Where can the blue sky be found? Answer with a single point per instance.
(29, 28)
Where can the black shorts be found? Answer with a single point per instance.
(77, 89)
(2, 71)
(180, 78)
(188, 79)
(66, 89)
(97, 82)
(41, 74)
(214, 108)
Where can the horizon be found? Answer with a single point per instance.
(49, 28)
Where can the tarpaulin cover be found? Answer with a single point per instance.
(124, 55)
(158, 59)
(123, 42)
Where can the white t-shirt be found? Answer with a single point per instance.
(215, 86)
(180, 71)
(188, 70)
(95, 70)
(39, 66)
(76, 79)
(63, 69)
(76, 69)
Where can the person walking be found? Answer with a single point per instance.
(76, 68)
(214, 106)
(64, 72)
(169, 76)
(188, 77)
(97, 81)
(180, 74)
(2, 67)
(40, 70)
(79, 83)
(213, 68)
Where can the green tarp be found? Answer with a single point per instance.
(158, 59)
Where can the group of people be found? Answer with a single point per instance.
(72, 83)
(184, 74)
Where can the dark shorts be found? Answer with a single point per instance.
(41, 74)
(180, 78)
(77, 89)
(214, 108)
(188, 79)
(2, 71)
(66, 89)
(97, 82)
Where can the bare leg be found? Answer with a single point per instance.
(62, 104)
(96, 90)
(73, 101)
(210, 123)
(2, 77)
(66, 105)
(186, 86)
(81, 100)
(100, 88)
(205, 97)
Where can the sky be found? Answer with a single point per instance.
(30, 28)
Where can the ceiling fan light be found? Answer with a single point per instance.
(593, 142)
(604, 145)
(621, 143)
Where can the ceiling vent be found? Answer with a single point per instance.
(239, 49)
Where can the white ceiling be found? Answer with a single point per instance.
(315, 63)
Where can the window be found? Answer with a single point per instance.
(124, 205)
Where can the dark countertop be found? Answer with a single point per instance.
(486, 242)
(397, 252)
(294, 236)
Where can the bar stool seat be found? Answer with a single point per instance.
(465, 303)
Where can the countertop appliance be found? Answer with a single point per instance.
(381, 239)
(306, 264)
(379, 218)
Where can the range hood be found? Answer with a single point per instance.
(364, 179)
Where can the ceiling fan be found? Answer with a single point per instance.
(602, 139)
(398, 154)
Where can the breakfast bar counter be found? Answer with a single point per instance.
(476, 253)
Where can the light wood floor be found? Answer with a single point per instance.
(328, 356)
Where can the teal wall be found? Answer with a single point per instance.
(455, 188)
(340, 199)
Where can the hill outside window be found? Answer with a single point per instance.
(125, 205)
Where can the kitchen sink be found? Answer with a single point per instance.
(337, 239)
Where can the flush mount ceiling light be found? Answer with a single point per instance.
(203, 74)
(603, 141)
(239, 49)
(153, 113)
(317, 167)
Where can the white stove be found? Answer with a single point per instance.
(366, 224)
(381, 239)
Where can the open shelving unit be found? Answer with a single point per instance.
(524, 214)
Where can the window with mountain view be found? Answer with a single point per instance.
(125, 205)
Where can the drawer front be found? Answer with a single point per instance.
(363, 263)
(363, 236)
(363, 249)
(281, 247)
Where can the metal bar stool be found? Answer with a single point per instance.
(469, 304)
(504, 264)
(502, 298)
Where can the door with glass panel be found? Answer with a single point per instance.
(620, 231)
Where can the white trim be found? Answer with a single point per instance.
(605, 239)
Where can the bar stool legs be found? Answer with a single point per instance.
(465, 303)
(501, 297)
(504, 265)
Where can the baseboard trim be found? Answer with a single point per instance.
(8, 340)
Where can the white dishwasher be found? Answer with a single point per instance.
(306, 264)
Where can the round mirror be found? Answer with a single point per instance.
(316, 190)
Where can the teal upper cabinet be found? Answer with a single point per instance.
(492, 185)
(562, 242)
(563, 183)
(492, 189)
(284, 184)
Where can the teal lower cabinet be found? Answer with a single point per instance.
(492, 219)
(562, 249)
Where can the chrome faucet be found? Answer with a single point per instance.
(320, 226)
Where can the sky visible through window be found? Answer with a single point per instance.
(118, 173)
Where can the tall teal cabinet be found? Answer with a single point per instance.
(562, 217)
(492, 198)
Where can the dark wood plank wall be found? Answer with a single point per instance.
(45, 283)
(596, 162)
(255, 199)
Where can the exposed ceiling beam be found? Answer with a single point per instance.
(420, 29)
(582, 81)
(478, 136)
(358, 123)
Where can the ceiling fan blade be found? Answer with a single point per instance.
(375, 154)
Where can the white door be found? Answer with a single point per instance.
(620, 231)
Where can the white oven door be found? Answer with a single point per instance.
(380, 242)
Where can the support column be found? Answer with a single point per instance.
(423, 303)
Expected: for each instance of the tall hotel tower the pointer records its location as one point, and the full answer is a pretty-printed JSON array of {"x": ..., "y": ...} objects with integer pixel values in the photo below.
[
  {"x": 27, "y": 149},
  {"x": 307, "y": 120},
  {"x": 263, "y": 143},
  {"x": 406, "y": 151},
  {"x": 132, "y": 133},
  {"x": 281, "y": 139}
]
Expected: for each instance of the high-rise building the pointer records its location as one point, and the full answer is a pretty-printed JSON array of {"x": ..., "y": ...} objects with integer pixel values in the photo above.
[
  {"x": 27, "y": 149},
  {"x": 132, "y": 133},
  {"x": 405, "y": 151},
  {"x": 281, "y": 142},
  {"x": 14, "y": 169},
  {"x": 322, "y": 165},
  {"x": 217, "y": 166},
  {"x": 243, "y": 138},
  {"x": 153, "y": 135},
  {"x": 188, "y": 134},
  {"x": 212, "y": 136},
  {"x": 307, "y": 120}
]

ASSIGNED TASK: Only the lines from the one containing "Where can the support" through the last line of the records above are to be reproduced, exactly and with both ends included.

OUTPUT OF THE TASK:
Where can the support column be found? Answer with a single point per instance.
(423, 303)
Expected: for each instance of the tall hotel tower the pointer records its location as one point, and the full answer is a pretty-printed JSON array of {"x": ..., "y": ...} objects with integer pixel values in the photo below.
[
  {"x": 27, "y": 149},
  {"x": 307, "y": 120},
  {"x": 263, "y": 143},
  {"x": 406, "y": 151},
  {"x": 132, "y": 133},
  {"x": 281, "y": 139}
]
Expected: for each instance of the high-rise building the pointer records its location as one point, and the full answer is a pretty-printed JSON array of {"x": ..., "y": ...} objects with integer pixel values in the photo above.
[
  {"x": 27, "y": 149},
  {"x": 132, "y": 133},
  {"x": 405, "y": 151},
  {"x": 281, "y": 142},
  {"x": 14, "y": 169},
  {"x": 322, "y": 165},
  {"x": 217, "y": 166},
  {"x": 243, "y": 138},
  {"x": 153, "y": 135},
  {"x": 188, "y": 134},
  {"x": 212, "y": 136},
  {"x": 307, "y": 120}
]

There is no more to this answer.